══ 分析用の本文

2号営業 客室の床面積が1室16.5m²以上(和室の場合は一室9.5m²以上)あること。(但し、客室の数が一室のみの場合はこれらの数値に満たなくても問題ありません)
3号営業 客室の床面積が1室66m²以上で、その内ダンスをさせるための床面積が約5分の1以上あること。
4号営業 ダンスをさせるための床面積が66m²以上あること。
5号営業 客室の床面積が1室5m²以上あること。
※『客室』とは接待、ダンス、遊技等が行われる客の用に供する区画された場所をいい、営業所から専らその営業に使用する調理室、クローク、廊下、洗面所、従業員の更衣室、カウンターやレジの内側、床の間、ショーステージなど「完全に区画された建物その他の施設」を除いたものをいいます。例えば、室内にカウンターがある場合、カウンターの内側(従業者のいる場所)は含まれません。
(2)客室の内部が、お店の外部から容易に見通せないこと。
※お店に窓があるような場合は、窓にシート等を貼り付けて外部から客室が容易に見えないようにする必要があります。カーテンやブラインド等では実地調査時に不可となりますので、ご注意下さい。
(3)客室に見通しを妨げるような高さ1m以上のつい立や仕切り等がないこと。
(4)善良の風俗又は清浄な風俗環境を害するおそれのある写真、広告物等を設けないこと。
(5)客室の出入口に施錠の設備を設けないこと。(但し、営業所外部に直接通ずる出入口は除く)
(6)客室の明るさ(照度)
1、2、3、5号営業:5ルクス以上。
4号営業:10ルクス以上。
※店内の照度をコントロール出来る『調光器(スライダックス)』については、基本的には調光器を使用し最も暗くなった場合でも5ルクス以上の照度があれば、調光器自体は設置されていても良いはずですが、東京都の場合は取り外すよう指導されます。 ちなみに、5ルクスとはお店のソファもしくはイスに腰掛けた状態で、テーブル上の新聞が読める程度の明るさです。
(7)条例で定める騒音又は振動の数値に満たないようにするための必要な構造又は設備を有すること。
(8)ダンスが出来るような構造又は設備を有しないこと。(2、5号営業のみ)
風俗営業許可についてよくある質問
風俗営業許可についてよくある質問について解説していきます。
- 風俗営業許可を取得すれば深夜営業できる?
- 風俗営業許可にかかる費用は?
- 風俗営業許可にかかる費用は?
風俗営業許可を取得すれば深夜営業できる?
接待をする店を開業するのであれば、風俗営業許可(1号営業)を取る必要があります。

════

取り組む課題
1. 本文によると、4号営業の客室の照度は何ルクス以上と定められていますか。
2. 本文のうち「1、2、3、5号営業:5ルクス以上。」で始まり「聞が読める程度の明るさです。」で終わる部分を、「東京都」を「大阪府」に置き換えて更新してください。
3. 次の(a)〜(c)が本文の内容と合っているかどうかを、それぞれ「はい」か「いいえ」で答え、判断の根拠となる本文の語句をそのまま引用してください。
(a) 5号営業では、客室の床面積が1室5m²以上あることが求められる。
(b) 窓をカーテンで覆えば、客室を外部から見えないようにする要件を満たせる。
(c) 営業所外部に直接通ずる出入口も含め、客室の出入口には施錠の設備を設けてはならない。
本文に書かれている内容だけを根拠にしてください。

══ 情報

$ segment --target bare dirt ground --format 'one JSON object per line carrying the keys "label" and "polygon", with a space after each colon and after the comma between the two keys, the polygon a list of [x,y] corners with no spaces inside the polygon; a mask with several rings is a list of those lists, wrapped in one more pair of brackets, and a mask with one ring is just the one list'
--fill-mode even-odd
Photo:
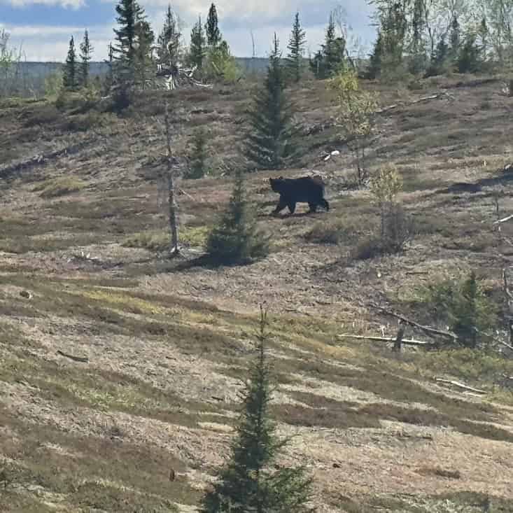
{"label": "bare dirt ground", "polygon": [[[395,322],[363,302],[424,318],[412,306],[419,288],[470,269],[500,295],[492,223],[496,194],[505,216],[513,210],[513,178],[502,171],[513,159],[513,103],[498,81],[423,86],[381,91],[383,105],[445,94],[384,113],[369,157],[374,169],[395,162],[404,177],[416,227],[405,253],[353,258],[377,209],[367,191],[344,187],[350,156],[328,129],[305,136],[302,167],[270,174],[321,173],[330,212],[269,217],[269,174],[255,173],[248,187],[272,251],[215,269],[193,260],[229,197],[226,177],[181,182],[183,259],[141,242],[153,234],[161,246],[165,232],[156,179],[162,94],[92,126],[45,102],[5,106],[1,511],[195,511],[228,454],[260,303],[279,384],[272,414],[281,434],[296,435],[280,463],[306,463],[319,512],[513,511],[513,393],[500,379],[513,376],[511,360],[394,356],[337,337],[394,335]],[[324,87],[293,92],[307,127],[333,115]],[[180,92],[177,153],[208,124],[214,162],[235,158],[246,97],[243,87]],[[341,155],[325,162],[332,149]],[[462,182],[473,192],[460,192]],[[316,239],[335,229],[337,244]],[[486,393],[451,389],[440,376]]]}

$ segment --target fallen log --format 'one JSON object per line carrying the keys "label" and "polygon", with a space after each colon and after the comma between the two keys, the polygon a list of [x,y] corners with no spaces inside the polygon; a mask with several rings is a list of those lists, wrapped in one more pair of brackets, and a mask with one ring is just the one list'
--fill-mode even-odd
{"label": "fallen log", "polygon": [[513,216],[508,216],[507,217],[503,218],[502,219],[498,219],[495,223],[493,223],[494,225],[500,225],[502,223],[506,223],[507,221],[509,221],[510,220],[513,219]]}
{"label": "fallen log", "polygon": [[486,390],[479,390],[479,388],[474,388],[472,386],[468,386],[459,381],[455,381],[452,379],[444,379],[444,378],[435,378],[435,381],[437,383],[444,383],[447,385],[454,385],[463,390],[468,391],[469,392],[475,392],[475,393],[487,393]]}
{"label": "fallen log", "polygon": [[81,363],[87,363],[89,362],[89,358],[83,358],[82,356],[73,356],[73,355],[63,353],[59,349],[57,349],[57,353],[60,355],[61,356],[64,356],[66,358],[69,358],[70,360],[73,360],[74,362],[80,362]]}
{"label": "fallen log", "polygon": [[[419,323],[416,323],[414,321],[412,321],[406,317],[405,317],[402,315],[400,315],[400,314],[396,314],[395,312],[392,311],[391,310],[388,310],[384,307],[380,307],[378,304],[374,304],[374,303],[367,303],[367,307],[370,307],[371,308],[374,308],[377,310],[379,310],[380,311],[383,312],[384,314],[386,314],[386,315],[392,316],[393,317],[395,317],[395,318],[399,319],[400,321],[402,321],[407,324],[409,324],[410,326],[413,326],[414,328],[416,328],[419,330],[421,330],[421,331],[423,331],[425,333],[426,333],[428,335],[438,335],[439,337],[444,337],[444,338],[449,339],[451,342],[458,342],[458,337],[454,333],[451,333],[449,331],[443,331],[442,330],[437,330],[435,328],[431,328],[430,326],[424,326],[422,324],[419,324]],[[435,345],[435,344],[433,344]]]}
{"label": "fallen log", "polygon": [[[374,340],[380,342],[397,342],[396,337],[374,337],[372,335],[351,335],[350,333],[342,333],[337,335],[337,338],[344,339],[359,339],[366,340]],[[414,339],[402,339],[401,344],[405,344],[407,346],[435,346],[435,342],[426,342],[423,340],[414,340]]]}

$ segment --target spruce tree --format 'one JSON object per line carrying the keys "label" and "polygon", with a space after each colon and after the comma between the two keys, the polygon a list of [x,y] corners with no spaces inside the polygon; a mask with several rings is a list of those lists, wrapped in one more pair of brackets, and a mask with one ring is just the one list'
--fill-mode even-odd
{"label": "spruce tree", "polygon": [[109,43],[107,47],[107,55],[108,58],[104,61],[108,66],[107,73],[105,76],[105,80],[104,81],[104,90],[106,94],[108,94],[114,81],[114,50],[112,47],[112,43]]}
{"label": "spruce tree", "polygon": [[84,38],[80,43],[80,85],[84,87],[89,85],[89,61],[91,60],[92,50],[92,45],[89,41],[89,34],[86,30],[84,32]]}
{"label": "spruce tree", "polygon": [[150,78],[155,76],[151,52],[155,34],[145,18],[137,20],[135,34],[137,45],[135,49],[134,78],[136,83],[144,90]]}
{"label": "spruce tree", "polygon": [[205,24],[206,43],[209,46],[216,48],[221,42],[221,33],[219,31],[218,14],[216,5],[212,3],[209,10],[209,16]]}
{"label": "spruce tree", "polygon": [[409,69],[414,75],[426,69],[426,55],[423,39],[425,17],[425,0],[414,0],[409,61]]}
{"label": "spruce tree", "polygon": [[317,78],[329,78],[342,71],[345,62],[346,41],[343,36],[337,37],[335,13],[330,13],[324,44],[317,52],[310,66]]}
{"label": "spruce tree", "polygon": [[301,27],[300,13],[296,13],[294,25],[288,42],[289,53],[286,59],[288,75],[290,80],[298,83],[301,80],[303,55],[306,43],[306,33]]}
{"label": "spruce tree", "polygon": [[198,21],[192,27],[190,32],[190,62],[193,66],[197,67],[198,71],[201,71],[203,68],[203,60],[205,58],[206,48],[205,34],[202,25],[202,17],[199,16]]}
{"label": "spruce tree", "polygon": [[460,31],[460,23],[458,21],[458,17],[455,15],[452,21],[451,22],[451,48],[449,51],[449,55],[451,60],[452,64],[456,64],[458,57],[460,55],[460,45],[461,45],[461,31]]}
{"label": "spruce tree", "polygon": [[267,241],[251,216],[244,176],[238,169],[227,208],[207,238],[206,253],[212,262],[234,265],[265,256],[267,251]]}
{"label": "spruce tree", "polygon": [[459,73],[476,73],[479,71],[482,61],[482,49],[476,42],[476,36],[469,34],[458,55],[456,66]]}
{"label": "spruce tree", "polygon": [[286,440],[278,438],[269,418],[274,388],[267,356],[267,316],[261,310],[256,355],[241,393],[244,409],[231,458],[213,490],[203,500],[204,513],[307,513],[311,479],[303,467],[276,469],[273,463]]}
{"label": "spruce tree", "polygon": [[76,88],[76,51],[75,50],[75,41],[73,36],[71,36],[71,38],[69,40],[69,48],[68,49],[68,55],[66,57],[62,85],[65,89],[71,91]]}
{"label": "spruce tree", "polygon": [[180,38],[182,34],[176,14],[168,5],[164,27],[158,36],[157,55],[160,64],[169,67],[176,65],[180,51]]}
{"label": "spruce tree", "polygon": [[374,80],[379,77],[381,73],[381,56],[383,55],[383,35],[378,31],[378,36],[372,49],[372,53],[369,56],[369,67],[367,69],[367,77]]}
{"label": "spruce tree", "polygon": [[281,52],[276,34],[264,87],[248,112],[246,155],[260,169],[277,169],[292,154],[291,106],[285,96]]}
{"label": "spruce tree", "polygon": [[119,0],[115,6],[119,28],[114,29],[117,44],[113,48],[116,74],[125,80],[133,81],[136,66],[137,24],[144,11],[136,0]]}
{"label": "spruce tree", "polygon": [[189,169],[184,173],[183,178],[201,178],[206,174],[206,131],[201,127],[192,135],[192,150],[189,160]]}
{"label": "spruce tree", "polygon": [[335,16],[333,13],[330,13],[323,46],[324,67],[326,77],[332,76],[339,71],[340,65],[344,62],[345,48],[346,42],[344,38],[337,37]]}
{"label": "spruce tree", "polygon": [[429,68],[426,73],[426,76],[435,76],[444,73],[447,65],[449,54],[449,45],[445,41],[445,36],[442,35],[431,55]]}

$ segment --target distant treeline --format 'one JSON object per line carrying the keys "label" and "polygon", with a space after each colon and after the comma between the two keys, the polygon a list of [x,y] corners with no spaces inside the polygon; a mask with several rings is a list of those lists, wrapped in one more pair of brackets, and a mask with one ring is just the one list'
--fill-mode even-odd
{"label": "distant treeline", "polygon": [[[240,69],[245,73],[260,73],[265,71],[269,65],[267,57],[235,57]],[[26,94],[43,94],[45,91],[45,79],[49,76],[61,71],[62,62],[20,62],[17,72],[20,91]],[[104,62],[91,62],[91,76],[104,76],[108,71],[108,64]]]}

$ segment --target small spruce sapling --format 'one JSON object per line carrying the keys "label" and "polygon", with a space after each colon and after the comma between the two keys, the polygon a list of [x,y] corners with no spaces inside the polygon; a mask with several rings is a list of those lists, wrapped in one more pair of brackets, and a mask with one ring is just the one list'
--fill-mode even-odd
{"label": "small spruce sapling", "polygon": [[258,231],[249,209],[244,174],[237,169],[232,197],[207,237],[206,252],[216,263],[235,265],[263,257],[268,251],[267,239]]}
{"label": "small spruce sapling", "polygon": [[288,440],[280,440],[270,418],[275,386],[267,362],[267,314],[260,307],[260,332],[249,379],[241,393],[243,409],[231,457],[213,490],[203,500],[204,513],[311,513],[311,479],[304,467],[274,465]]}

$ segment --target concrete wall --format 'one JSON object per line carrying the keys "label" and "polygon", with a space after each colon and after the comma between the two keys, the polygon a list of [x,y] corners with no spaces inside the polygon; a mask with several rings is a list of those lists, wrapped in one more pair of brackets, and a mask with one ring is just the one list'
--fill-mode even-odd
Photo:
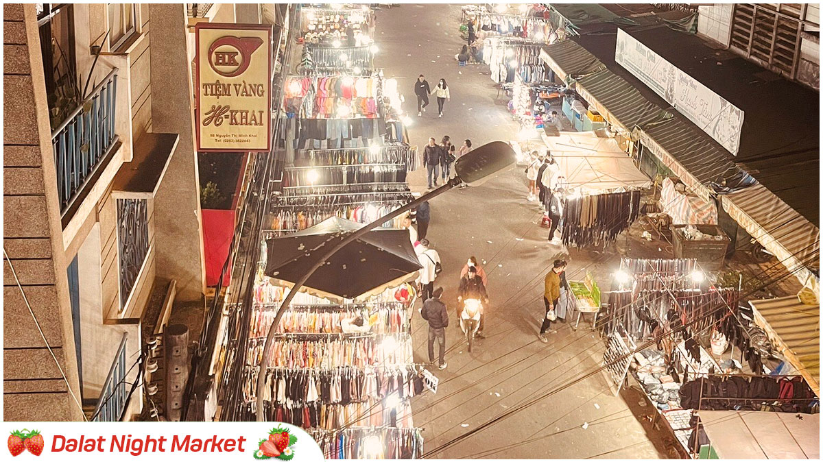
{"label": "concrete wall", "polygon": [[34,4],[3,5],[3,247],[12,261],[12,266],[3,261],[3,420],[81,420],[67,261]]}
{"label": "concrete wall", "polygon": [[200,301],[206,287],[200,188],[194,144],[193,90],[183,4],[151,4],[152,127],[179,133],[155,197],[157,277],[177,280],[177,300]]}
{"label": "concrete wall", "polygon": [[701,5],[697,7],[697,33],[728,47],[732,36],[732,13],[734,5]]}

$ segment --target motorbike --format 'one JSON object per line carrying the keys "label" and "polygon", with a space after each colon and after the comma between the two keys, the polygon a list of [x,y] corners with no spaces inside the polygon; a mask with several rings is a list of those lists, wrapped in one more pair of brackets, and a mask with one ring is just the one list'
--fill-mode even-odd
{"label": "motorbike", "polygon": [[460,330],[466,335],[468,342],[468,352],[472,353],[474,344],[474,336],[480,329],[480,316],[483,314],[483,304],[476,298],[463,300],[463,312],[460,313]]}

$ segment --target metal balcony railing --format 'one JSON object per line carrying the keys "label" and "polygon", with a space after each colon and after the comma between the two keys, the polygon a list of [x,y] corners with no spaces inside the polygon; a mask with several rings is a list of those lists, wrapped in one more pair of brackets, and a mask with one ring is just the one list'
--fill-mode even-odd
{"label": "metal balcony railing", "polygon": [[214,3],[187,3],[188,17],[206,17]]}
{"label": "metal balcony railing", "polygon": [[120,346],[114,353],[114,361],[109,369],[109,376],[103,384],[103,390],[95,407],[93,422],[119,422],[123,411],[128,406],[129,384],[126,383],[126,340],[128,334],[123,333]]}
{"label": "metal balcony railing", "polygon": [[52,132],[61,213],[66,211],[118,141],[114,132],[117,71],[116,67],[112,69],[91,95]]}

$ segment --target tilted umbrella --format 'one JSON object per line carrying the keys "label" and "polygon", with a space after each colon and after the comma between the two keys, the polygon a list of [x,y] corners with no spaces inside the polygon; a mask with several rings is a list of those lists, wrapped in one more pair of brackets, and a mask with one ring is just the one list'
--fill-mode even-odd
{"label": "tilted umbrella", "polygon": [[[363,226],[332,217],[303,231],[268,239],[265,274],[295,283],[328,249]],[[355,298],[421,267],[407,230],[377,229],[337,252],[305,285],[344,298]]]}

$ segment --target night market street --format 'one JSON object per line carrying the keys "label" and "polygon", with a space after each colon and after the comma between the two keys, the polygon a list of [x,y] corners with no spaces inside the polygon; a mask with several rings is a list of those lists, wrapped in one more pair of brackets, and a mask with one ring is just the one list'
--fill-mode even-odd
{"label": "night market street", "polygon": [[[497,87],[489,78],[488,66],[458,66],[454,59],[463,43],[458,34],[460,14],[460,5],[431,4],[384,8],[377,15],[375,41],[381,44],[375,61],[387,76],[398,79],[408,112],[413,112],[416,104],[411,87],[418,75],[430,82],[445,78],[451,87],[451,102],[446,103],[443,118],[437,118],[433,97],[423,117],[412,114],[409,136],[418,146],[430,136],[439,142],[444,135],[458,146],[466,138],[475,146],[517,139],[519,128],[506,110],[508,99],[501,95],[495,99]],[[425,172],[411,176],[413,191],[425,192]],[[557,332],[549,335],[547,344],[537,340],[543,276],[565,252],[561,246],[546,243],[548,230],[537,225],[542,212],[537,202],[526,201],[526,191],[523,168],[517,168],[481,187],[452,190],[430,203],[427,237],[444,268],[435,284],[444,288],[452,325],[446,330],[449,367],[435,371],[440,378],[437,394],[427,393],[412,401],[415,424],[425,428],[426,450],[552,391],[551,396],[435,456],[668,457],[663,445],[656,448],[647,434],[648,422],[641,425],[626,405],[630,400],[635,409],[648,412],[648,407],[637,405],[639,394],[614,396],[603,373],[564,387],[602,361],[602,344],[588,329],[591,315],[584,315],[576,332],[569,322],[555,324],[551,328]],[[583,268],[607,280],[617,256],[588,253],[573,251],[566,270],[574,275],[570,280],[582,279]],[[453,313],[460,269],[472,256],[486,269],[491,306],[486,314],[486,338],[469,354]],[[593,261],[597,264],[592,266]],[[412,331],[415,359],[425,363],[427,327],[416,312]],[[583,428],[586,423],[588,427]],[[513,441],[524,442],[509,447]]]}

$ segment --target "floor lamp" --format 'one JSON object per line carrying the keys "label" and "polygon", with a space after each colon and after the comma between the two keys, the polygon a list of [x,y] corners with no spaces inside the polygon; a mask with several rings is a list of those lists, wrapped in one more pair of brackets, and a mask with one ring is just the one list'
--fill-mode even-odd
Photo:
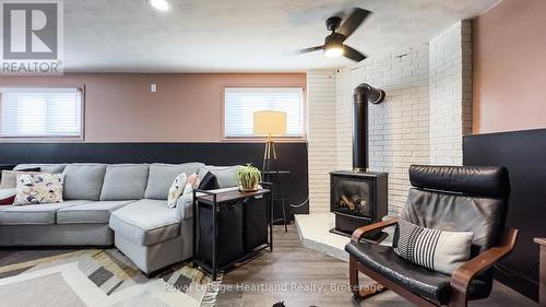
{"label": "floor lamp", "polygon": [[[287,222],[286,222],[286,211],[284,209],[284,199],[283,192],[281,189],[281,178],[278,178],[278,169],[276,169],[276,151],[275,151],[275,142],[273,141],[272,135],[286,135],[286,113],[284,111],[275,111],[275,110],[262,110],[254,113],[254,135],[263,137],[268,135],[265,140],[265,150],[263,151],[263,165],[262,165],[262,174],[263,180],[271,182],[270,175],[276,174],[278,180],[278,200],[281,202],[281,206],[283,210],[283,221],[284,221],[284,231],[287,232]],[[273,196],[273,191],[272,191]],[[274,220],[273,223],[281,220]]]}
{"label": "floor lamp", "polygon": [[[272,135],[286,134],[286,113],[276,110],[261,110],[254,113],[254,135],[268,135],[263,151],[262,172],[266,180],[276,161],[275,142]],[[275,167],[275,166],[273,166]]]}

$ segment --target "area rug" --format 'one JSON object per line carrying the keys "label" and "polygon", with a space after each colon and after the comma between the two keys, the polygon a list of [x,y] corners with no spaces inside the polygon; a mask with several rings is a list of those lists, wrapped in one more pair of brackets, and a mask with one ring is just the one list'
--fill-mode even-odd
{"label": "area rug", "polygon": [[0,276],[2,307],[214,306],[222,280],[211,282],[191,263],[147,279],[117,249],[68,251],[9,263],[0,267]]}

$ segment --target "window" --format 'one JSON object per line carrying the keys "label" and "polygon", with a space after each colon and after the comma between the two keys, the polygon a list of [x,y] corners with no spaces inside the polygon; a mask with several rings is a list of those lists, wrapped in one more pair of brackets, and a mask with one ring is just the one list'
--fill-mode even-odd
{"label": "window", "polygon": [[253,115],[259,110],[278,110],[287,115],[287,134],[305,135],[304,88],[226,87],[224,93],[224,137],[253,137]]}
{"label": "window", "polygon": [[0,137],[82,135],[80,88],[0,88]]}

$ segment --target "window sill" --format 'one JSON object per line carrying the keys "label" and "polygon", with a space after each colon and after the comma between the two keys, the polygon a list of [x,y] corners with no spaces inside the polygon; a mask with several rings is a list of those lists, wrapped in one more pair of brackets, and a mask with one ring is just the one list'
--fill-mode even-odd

════

解答
1. 10ルクス以上です。

2.
1、2、3、5号営業:5ルクス以上。
4号営業:10ルクス以上。
※店内の照度をコントロール出来る『調光器(スライダックス)』については、基本的には調光器を使用し最も暗くなった場合でも5ルクス以上の照度があれば、調光器自体は設置されていても良いはずですが、大阪府の場合は取り外すよう指導されます。 ちなみに、5ルクスとはお店のソファもしくはイスに腰掛けた状態で、テーブル上の新聞が読める程度の明るさです。

3.
(a) はい。「5号営業 客室の床面積が1室5m²以上あること。」
(b) いいえ。「カーテンやブラインド等では実地調査時に不可となります」
(c) いいえ。「但し、営業所外部に直接通ずる出入口は除く」